> _Exercise goal_
Reproduce the rows that follow word for word, leaving out the pictures.
--
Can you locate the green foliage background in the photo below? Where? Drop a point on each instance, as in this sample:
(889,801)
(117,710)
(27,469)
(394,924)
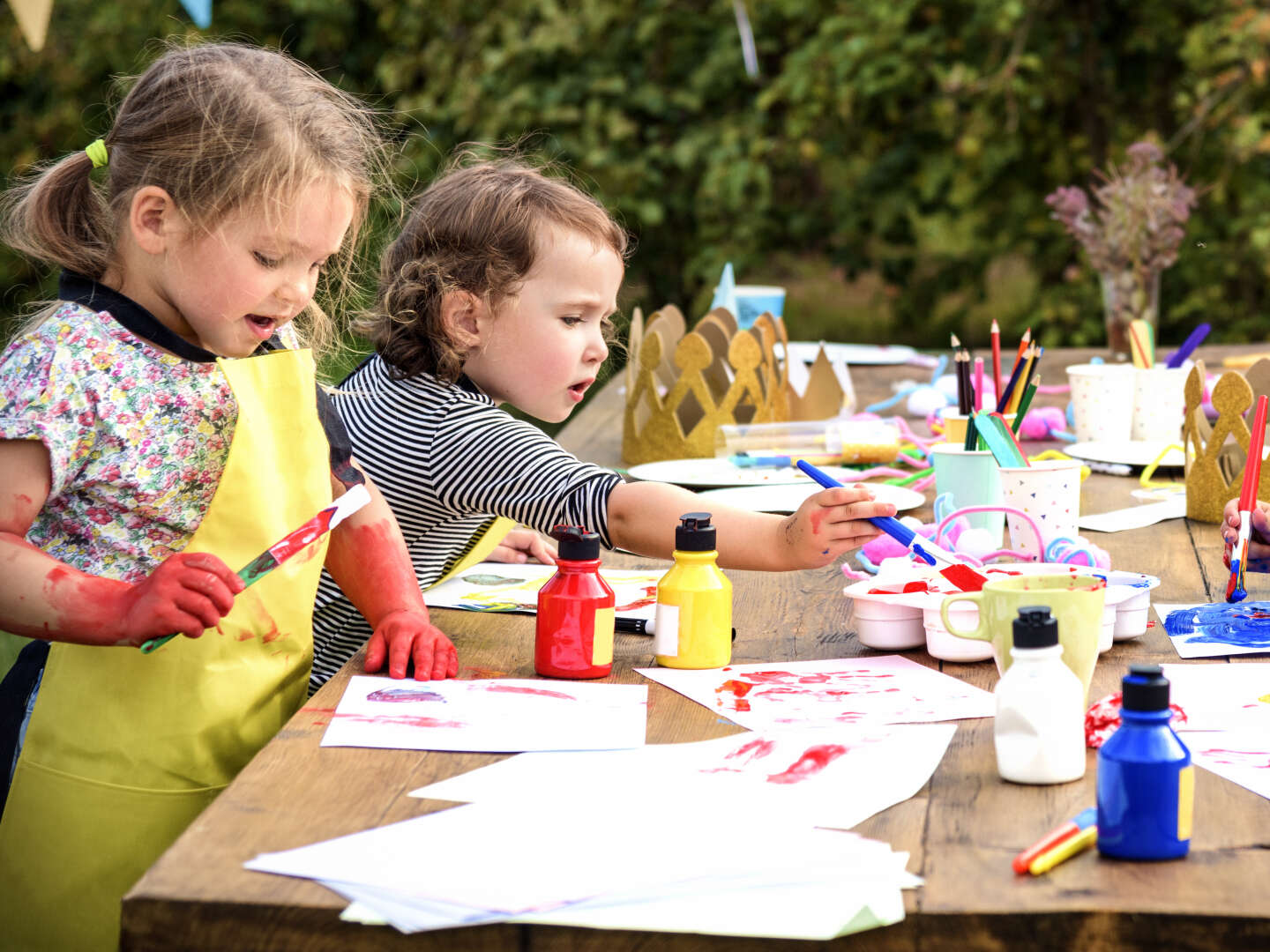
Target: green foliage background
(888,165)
--
> _Solution_
Can you locate the green foliage background in the photo below? Where? Drop a point on each instance, as in this sample:
(889,801)
(117,710)
(27,469)
(394,924)
Target: green foliage background
(888,165)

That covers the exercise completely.